ACTIVITY
When a line in the records includes the string "black", it goes into the tally; report that tally alone.

START SUPPLIED DATA

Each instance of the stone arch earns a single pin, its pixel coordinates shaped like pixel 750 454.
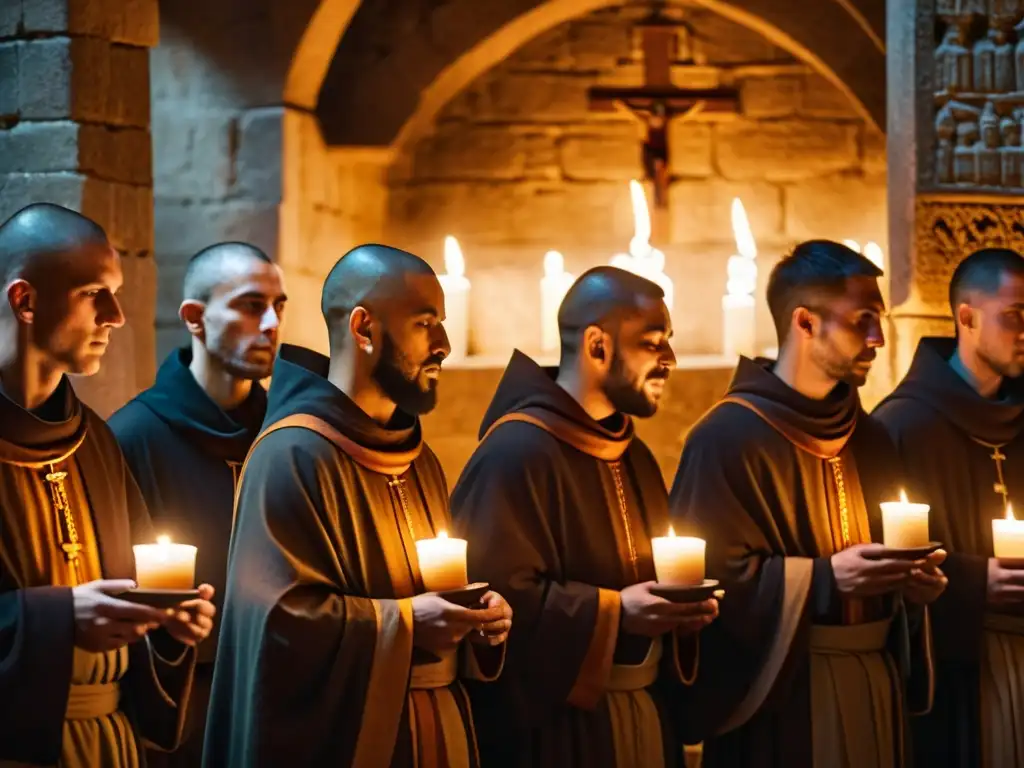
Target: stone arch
pixel 843 39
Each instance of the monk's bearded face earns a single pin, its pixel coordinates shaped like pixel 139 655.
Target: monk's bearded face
pixel 410 384
pixel 850 333
pixel 242 321
pixel 997 330
pixel 76 309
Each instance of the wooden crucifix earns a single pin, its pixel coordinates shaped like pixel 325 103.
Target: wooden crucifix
pixel 656 101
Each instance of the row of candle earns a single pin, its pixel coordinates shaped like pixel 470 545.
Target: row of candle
pixel 678 560
pixel 738 323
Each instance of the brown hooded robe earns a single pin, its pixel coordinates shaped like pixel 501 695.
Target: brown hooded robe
pixel 58 704
pixel 793 675
pixel 965 456
pixel 558 511
pixel 316 665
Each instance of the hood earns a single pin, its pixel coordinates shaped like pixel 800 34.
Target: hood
pixel 933 382
pixel 300 386
pixel 528 392
pixel 179 401
pixel 821 427
pixel 49 433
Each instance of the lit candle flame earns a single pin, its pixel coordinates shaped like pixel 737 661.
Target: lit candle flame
pixel 741 230
pixel 554 264
pixel 455 264
pixel 641 220
pixel 872 252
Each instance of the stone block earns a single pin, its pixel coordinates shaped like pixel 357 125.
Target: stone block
pixel 839 207
pixel 186 228
pixel 610 156
pixel 10 19
pixel 822 98
pixel 477 152
pixel 689 150
pixel 122 155
pixel 194 155
pixel 128 99
pixel 701 211
pixel 9 53
pixel 771 96
pixel 534 97
pixel 44 147
pixel 784 151
pixel 260 152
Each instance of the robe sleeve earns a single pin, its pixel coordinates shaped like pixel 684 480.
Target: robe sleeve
pixel 957 616
pixel 507 504
pixel 724 493
pixel 160 672
pixel 307 672
pixel 37 639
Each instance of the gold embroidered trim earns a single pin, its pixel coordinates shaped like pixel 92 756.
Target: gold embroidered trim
pixel 616 472
pixel 844 514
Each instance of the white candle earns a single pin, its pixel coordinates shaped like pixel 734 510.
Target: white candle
pixel 554 285
pixel 442 562
pixel 164 565
pixel 643 258
pixel 738 322
pixel 1008 536
pixel 678 559
pixel 456 287
pixel 904 525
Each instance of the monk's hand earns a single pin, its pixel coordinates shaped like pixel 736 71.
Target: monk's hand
pixel 648 614
pixel 1006 582
pixel 862 570
pixel 438 626
pixel 103 623
pixel 927 580
pixel 192 622
pixel 496 632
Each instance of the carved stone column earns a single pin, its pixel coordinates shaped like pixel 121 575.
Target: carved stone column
pixel 946 202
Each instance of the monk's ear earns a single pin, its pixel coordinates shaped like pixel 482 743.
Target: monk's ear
pixel 804 322
pixel 192 313
pixel 22 297
pixel 360 324
pixel 965 316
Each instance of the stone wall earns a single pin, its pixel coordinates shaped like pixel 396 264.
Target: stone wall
pixel 516 165
pixel 75 131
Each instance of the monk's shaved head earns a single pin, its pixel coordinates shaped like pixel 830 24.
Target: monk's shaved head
pixel 215 265
pixel 364 275
pixel 35 239
pixel 602 295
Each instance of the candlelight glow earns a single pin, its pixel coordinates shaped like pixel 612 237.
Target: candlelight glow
pixel 455 264
pixel 741 230
pixel 554 264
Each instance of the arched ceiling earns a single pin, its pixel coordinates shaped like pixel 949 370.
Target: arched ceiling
pixel 399 60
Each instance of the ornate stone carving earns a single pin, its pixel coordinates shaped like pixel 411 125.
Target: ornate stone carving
pixel 979 91
pixel 947 231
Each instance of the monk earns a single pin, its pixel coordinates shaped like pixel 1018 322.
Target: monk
pixel 332 651
pixel 85 675
pixel 823 636
pixel 185 437
pixel 957 420
pixel 559 503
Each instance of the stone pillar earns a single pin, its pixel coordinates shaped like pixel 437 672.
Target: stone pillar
pixel 953 141
pixel 75 130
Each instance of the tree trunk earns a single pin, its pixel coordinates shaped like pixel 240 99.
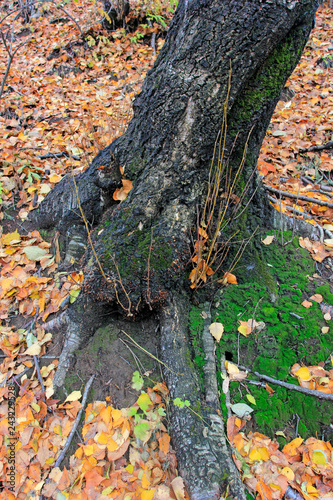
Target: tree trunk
pixel 143 245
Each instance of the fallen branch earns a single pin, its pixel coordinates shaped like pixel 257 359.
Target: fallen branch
pixel 299 197
pixel 76 423
pixel 291 387
pixel 320 147
pixel 304 215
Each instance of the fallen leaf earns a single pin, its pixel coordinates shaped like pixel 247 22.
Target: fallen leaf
pixel 307 304
pixel 268 240
pixel 216 329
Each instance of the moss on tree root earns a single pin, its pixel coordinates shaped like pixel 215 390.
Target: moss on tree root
pixel 273 282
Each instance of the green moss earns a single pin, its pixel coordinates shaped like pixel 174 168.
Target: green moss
pixel 268 81
pixel 325 291
pixel 292 335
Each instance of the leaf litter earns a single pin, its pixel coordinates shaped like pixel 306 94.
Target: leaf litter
pixel 66 117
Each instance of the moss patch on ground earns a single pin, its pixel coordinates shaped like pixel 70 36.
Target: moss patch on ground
pixel 273 282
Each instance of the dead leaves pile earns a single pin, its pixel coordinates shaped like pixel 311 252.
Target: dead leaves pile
pixel 22 287
pixel 305 466
pixel 99 466
pixel 298 124
pixel 73 101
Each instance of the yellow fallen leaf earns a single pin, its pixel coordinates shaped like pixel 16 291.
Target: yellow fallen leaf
pixel 251 399
pixel 319 457
pixel 317 298
pixel 288 472
pixel 10 238
pixel 216 329
pixel 268 240
pixel 178 488
pixel 33 350
pixel 231 368
pixel 307 304
pixel 74 396
pixel 147 494
pixel 329 243
pixel 303 373
pixel 54 178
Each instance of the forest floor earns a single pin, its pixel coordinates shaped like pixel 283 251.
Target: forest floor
pixel 66 97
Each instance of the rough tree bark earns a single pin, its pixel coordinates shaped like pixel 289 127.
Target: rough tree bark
pixel 143 244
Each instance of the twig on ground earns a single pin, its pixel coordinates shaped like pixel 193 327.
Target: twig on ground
pixel 318 147
pixel 300 197
pixel 76 423
pixel 292 387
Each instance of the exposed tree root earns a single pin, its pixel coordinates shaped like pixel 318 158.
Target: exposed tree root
pixel 204 457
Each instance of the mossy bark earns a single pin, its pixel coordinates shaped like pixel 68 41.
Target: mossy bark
pixel 143 244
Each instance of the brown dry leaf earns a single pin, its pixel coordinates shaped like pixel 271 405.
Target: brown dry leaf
pixel 268 240
pixel 317 298
pixel 178 488
pixel 307 304
pixel 216 329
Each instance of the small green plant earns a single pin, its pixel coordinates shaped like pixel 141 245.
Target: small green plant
pixel 136 38
pixel 157 19
pixel 146 417
pixel 28 172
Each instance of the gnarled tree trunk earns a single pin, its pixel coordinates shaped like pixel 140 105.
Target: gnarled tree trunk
pixel 143 244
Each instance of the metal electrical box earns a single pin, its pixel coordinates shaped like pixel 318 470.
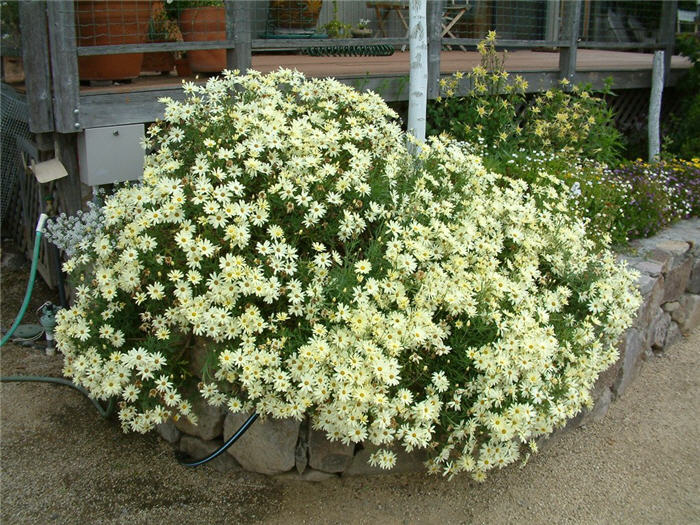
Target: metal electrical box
pixel 111 154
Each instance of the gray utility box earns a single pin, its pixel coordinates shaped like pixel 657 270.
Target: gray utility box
pixel 111 154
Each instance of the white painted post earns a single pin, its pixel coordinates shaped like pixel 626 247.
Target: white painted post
pixel 418 80
pixel 657 87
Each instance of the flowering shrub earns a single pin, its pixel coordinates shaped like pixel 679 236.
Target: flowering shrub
pixel 496 116
pixel 415 303
pixel 489 114
pixel 636 199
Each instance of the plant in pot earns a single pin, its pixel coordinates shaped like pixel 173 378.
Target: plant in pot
pixel 111 22
pixel 161 28
pixel 203 21
pixel 362 30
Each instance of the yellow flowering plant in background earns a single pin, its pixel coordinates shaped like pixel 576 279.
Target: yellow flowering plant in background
pixel 410 302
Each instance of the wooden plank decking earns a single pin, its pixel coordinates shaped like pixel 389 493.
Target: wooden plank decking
pixel 138 101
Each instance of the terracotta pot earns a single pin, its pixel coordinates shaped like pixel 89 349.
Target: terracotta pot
pixel 161 62
pixel 111 22
pixel 295 14
pixel 203 24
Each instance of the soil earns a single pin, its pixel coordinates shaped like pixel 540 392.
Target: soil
pixel 62 463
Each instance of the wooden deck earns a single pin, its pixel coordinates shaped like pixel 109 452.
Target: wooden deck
pixel 137 101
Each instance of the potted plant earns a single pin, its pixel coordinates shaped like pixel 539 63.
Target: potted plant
pixel 362 30
pixel 161 28
pixel 111 22
pixel 203 21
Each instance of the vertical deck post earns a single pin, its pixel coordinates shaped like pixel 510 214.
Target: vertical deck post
pixel 64 66
pixel 238 21
pixel 667 33
pixel 35 56
pixel 657 87
pixel 567 55
pixel 434 47
pixel 552 21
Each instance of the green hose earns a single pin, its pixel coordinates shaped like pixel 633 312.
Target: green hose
pixel 27 296
pixel 32 277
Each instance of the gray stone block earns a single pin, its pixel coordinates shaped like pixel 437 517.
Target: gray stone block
pixel 600 408
pixel 301 452
pixel 651 268
pixel 690 306
pixel 197 355
pixel 656 334
pixel 694 281
pixel 651 302
pixel 405 462
pixel 661 257
pixel 673 335
pixel 671 306
pixel 210 420
pixel 328 456
pixel 677 250
pixel 268 447
pixel 198 449
pixel 612 375
pixel 632 362
pixel 169 432
pixel 677 280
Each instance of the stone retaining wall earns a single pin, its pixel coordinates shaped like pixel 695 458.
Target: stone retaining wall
pixel 669 266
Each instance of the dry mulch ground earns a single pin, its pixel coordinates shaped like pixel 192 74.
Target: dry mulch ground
pixel 61 463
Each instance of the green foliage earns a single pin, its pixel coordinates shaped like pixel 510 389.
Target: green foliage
pixel 635 199
pixel 575 123
pixel 496 116
pixel 488 114
pixel 412 302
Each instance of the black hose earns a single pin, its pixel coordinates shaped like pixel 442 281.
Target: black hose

END SUPPLIED DATA

OUTPUT BELOW
2